Challenges
a - Answer these questions using the study guide passage below:
(i) In what month and year was the play first produced, and at which venue?
(ii) How many women did V interview to create the monologues?
(iii) In "Hair," why does the woman shave her pubic hair?
b - Please carry on the study guide passage below, picking up right after its final sentence.

The Vagina Monologues by Eve Ensler (now known as V) was originally produced as a play in New York City in October 1996 at the HERE Arts Center, off-Broadway. V, a Tony-award-winning playwright, began The Vagina Monologues by first talking with her friends about their experiences as women before interviewing over 200 women from various cultural and socioeconomic backgrounds. V compiled their responses to produce the first edition of The Vagina Monologues, which has now grown into a global phenomenon with international movements and annual benefit performances translated into multiple languages.

This study guide refers to the 20th anniversary edition of the play, published in 2018, which also includes “Spotlight Monologues” and a segment devoted to V-Day, “a global activist movement to end violence against all women and girls” (169). V-Day, which is celebrated on Valentine’s Day each year, aims to increase awareness of violence against women through performances of The Vagina Monologues and other works by V.

V has won Obie and Tony awards, among others, for The Vagina Monologues. Other works by V include Necessary Targets, The Good Body, and Insecure at Last.

Content Warning: The source text features graphic depictions and discussion of rape, sexual assault, suicide and suicidal ideation, and domestic and systemic violence against women, which this study guide also discusses.

Plot Summary

The Vagina Monologues is a collection of monologues exploring an array of experiences related to being a woman in various global, local, and interpersonal circumstances. V interviewed over 200 women to create The Vagina Monologues. Each monologue is fictionalized nonfiction, as the stories the narrators recount reflect lived experiences that women shared with V or that V researched herself.

In Part 1, which constitutes the original set of monologues from the first edition, narrators move through tales of rape, menstruation, lovers, pleasure, and vagina workshops. The untitled first monologue establishes the narrator’s concern about vaginas—namely, that women love talking about them but don’t necessarily spend much time looking at or thinking about them. She details several pet names women have for their vaginas before reiterating her concern.

Several monologues share individual women’s stories regarding their relationships with their vaginas—and the men who take issue with them. In “Hair,” a woman describes her husband’s disdain for her pubic hair, which she shaves to try and keep him from straying. “The Flood” centers on an older woman’s feelings about self-lubrication, for which she was shamed by her first date.

In “I Was Twelve. My Mother Slapped Me,” a chorus of speakers describe their first experiences with menstruation, reflecting on their anticipation and dread, fear and excitement, and the often-confusing reactions of their mothers.

“The Vagina Workshop” details a woman’s experience in a workshop where she finally saw her vagina as a part of herself for the first time and learned to have intentional orgasms, something she had previously experienced only by accident.

“Because He Liked to Look at It” contains a similar theme of self-discovery, as its narrator only started appreciating her vagina after meeting a lover who likes to spend time staring intently at it.

“My Vagina Was My Village” focuses on the violent sexual assaults women faced in rape camps in the Bosnian War. This monologue is followed by two short excerpts—titled “Vagina Facts”—about female genital mutilation (FGM), a practice designed to eliminate women’s sexual pleasure.

Two monologues return to the choral format, listing responses to questions about what one’s vagina would wear and what it would say if it could talk. A later monologue revisits these questions, posing each of them to a six-year-old girl.

Records from a data collection
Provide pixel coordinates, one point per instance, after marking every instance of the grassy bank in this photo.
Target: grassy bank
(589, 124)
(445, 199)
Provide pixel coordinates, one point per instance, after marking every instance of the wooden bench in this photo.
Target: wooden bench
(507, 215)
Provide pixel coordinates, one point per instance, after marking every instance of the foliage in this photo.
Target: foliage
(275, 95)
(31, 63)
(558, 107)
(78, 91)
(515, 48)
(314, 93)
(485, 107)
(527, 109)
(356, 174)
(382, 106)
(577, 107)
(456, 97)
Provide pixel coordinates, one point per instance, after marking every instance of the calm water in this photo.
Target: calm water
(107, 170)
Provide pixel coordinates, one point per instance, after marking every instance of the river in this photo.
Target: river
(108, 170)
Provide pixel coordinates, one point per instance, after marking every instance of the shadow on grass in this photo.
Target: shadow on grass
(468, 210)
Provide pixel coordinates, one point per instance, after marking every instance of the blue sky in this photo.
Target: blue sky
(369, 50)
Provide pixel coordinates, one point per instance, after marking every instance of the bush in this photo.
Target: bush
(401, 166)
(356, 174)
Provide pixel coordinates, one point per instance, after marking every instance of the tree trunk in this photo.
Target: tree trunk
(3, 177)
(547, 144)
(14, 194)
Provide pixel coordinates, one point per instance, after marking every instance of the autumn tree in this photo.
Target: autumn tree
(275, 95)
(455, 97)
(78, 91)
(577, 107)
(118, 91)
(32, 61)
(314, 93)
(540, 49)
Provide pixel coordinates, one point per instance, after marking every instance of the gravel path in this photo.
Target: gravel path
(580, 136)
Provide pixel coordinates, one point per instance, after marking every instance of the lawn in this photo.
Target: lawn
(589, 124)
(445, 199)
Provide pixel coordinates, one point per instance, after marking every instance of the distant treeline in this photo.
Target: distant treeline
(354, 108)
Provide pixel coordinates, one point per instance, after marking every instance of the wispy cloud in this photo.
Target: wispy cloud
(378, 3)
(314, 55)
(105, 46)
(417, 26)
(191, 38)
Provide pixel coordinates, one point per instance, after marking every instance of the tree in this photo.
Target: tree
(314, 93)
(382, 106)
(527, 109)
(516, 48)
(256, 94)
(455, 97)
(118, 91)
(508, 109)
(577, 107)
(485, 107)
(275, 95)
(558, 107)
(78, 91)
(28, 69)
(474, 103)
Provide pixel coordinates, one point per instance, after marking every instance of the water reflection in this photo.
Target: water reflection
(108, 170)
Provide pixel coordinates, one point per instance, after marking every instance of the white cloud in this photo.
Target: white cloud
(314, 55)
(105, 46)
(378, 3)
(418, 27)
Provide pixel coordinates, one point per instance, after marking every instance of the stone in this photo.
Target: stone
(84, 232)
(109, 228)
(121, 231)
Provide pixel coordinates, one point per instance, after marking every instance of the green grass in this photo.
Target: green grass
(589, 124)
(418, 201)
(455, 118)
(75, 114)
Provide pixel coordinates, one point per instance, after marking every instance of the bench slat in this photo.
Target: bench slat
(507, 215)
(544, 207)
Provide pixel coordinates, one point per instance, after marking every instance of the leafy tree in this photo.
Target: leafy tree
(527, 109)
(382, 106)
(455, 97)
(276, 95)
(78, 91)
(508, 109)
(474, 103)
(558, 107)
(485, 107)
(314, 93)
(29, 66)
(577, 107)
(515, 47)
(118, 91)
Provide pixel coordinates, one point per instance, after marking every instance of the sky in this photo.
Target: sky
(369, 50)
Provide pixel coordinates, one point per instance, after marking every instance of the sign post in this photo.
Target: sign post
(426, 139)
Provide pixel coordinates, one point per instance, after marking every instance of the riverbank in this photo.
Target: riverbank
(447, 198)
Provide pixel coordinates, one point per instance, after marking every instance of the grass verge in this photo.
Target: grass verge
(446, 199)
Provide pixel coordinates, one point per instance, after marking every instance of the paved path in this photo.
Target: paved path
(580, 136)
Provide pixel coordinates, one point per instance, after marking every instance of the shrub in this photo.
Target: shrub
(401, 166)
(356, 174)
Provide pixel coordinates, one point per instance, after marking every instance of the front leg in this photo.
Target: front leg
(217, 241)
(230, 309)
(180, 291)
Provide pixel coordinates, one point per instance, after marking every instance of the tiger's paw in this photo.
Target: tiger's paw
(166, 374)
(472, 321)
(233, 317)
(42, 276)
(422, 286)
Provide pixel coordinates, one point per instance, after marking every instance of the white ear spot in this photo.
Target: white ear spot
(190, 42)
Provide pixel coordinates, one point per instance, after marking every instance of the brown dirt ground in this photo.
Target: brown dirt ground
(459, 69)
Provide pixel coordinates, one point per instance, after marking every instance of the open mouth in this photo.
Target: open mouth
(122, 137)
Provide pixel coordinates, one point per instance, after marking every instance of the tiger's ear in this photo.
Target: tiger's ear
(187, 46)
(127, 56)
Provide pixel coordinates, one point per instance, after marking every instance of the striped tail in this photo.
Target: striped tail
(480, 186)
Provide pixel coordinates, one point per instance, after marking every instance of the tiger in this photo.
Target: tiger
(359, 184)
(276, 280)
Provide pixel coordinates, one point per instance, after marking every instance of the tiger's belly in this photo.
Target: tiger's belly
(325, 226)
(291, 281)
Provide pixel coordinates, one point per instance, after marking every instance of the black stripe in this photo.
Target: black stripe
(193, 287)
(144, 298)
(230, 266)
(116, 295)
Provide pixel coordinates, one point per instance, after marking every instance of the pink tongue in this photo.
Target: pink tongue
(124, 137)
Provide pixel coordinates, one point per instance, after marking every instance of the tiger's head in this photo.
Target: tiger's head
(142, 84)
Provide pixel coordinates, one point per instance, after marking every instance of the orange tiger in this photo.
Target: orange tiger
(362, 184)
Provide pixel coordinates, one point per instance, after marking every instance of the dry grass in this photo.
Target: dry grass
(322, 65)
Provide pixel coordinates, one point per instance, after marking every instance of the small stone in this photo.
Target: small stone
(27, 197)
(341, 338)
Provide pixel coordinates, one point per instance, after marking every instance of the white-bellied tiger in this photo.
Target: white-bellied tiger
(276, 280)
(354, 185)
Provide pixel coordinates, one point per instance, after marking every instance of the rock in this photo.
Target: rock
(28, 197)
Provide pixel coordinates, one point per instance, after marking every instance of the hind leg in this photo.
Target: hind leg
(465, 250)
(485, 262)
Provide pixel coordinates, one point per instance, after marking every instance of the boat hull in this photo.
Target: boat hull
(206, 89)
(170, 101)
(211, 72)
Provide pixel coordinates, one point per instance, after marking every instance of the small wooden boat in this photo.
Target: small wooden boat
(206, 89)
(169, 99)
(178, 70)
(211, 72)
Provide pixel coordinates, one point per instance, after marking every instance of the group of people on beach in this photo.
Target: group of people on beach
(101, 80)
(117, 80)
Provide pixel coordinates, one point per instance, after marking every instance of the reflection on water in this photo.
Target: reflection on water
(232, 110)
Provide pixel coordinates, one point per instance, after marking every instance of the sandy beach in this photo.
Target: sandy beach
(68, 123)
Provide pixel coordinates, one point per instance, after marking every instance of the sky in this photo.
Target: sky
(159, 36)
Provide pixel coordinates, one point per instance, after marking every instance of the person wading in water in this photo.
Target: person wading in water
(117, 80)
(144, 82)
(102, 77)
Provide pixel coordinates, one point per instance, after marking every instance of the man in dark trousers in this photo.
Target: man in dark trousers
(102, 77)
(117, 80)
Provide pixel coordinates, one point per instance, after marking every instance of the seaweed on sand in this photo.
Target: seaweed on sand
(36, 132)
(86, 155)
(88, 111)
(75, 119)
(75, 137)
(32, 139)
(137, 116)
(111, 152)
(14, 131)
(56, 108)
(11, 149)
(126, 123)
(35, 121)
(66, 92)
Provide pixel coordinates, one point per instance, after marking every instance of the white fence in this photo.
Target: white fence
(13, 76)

Results of the exercise
a -
(i) October 1996, at the HERE Arts Center.
(ii) Over 200 women.
(iii) To try and keep her husband from straying.

b -
“My Angry Vagina” is the extended rant of a narrator who takes issue with discomfort of menstruation products, gynecological exams, and products that purport to “clean” the vagina. She offers a host of things her vagina actually wants, ultimately settling on “everything.”

“The Little Coochi Snorcher That Could” recounts several sexual traumas the narrator experiences, from accidental injuries to a rape that occurs when she is 10. At 16, she has a sexual relationship with an older woman that changes her perspective about her body.

A short monologue entitled “Reclaiming Cunt” describes a woman’s intent and process of reclaiming the slur as she deconstructs the word into its individual sounds and letters.

The narrator of “The Woman Who Loved to Make Vaginas Happy” is a sex worker who serves as a dominatrix for other women. She describes the empowering sensation of making her clients moan and the specific types of moans she elicits.

“I Was There in the Room” recounts V’s experience being in the room as her daughter-in-law gave birth to her granddaughter. She describes her awe and the power of the vagina, likening it to the human heart.

Interspersed among the other monologues are several “Vagina Facts,” which are excerpted from The Woman’s Encyclopedia of Myths and Secrets and other sources. One fact notes that a woman was convicted of witchcraft during the Salem trials for possessing a “devil’s teat,” which was simply her clitoris.

The “Spotlight Monologues,” Part 2 of the 2018 edition, emphasize stories of women who’ve been silenced or ignored by history. “The Memory of Her Face” shares the story of a victim of an acid attack in Pakistan and that of 300 women who went missing and were found murdered in Mexico. “Under the Burqa” describes a woman’s experience with oppression, violence, and loss while trapped under a burqa she did not choose to wear. “They Beat the Girl out of My Boy…or so They Tried” focuses on the experiences of a transgender woman in America wrestling with gender dysphoria and the hate-motivated murder of her partner. In “Crooked Braid,” an Oglala Lakota woman experiences intergenerational domestic violence rooted in white colonialism. “Say It” is dedicated to the “comfort women” who were forced into sexual enslavement by the Japanese Imperial Army.

A series of “Spotlight Monologues” focus on women in Haiti following the 2010 earthquake, in New Orleans following Hurricane Katrina, and in Bukavu, Democratic Republic of the Congo, during the nation’s civil war, all highlighting the ways that women carry trauma for their communities during times of crisis.

“Over It” is an indictment of rape culture, followed by “My Revolution Begins in the Body,” a piece dedicated to women in the Philippines that celebrates a nonviolent revolution rooted in love and connection. Part 2 closes with “Then We Were Jumping,” a piece in which the speaker dreams of her father—who raped her—being forced to publicly consume her pain, an act that she calls justice.

Part 3 provides a detailed look at the impact The Vagina Monologues and its sister movements, V-Day and One Billion Rising, have had on the world in the decades since the play was first produced. The final section includes a history of V-Day, its mission, and the principles of the “City of Joy,” a site of education and healing created and run by Congolese men and women.